- Shape annotation entries -
╔══
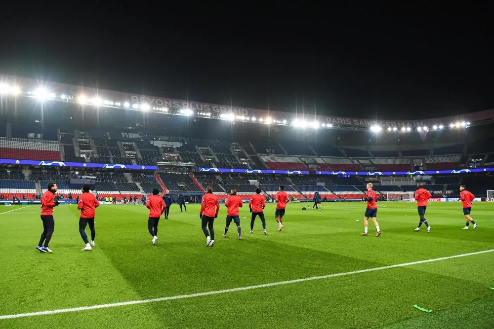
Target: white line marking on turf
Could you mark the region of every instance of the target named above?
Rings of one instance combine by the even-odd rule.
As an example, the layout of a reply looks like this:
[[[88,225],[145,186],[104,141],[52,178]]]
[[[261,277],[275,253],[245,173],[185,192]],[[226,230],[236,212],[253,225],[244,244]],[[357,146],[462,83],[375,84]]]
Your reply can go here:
╚══
- WORK REQUIRED -
Can you copy all of the data above word for word, leaving the pictures out?

- WRITTEN SOLUTION -
Target: white line marking on turf
Could you mark the region of every instance of the target named above?
Rings of one instance combine by the even-odd rule.
As an example, the layout of a reply looks like this:
[[[88,225],[145,186],[104,141],[52,178]]]
[[[261,277],[275,253],[245,173],[185,192]],[[226,230],[236,212],[253,225],[244,244]],[[357,146],[462,83],[375,84]]]
Your reply can go here:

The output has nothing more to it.